--- EXERCISES ---
a) In the news briefs, how many denominations make up the Higher Education Ministries Arena?
b) Repeat the news briefs word for word from "An Australian mission" to "still not known.".

News Briefs

Episcopal News Service. February 26, 2001 [2001-48]

Advent and Lenten guide available

(ENS) The Higher Education Ministries Arena, an ecumenical partnership of seven denominations, recently announced the availability of an Advent and Lenten meditation guide for students. This year's guide was written by a team of three students and one chaplain and is now available via e-mail for free.

To receive emails go to join-lent2001@epicom.org and during the Lenten season, you can receive a plain-text message along with an Adobe pdf with a brief meditation, a prayer, a simple chant, and on Sundays, an art meditation.

The partnership includes the American Baptist Churches USA, the Christian Church (Disciples of Christ), the Episcopal Church, the Evangelical Lutheran Church in America, the Presbyterian Church (USA), the United Church of Christ, and the United Methodist Church.

Going to church can save your life

(HealthScout) Researchers at the Human Population Laboratory in California who looked at the statistics from a long-running study of Alameda County residents have concluded that if you go to church regularly you'll be healthier than your neighbor who doesn't.

The researchers have been tracking the health and social habits of about 7,000 people in the Northern California enclave since 1965. About 2,000 are still in the study.

"We've known for some time that people who attend church services live longer, but the question is why," said William Strawbridge, senior research scientist at the laboratory. "It turns out that regular attendees are in better health at the start, and those who don't have good health habits are apt to improve if they go to church."

The study found those who go to church at least once a week are almost twice as likely to stop smoking as those who don't go to church, and are 50 percent more likely to become physically active. And regular churchgoing apparently has an even greater positive effect on women.

"Women are more apt to improve and maintain health behaviors," Strawbridge says. "For instance, women are more than four times more likely to stop excess drinking than men."

The study, which was supported by the National Institute on Aging and the Centers for Disease Control and Prevention (CDC), appears in the current issue of the Annals of Behavioral Medicine.

Regular churchgoers also seem to form lasting relationships outside church more readily than those who never darken the vestibule doorway, the study concludes. This additional social contact could be another reason they are healthier.

For more information see http://www.healthscout.com/cgi-bin/WebObjects/Af?ap=43&id=108229

Christians in the Congo live in fear

(Southern Cross Online) The assassination of Laurent Kabila, president of the Democratic Republic of Congo, has revived the country's three year-old tribal wars.

The Congo, one of the most resource-rich countries in Africa, has been crippled by 35 years of corrupt leadership under Presidents Kabila and Mobutu.

An Australian mission partner, who spoke under the condition of anonymity, has taken many people into her home since the outbreak of violence, including the head nurse and 14 nursing students from an Anglican hospital in Boga.

"There is much tension and people are very scared," she said. "This is genocide, the Walendu/Wangiti against the Wahema/Wagerere. It's a continuation of the tribal fighting that started to the north of here where maybe 30,000 have died. It's just horrific," the mission partner said.

When rioting began in Bunia, Anglican archbishop Patrice Njojo was seen fleeing and his whereabouts are still not known.

--- INPUT DATA ---
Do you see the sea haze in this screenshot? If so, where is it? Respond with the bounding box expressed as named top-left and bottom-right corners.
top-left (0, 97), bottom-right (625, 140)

--- TASK-BY-TASK SOLUTIONS ---
a) Seven.

b)
An Australian mission partner, who spoke under the condition of anonymity, has taken many people into her home since the outbreak of violence, including the head nurse and 14 nursing students from an Anglican hospital in Boga.

"There is much tension and people are very scared," she said. "This is genocide, the Walendu/Wangiti against the Wahema/Wagerere. It's a continuation of the tribal fighting that started to the north of here where maybe 30,000 have died. It's just horrific," the mission partner said.

When rioting began in Bunia, Anglican archbishop Patrice Njojo was seen fleeing and his whereabouts are still not known.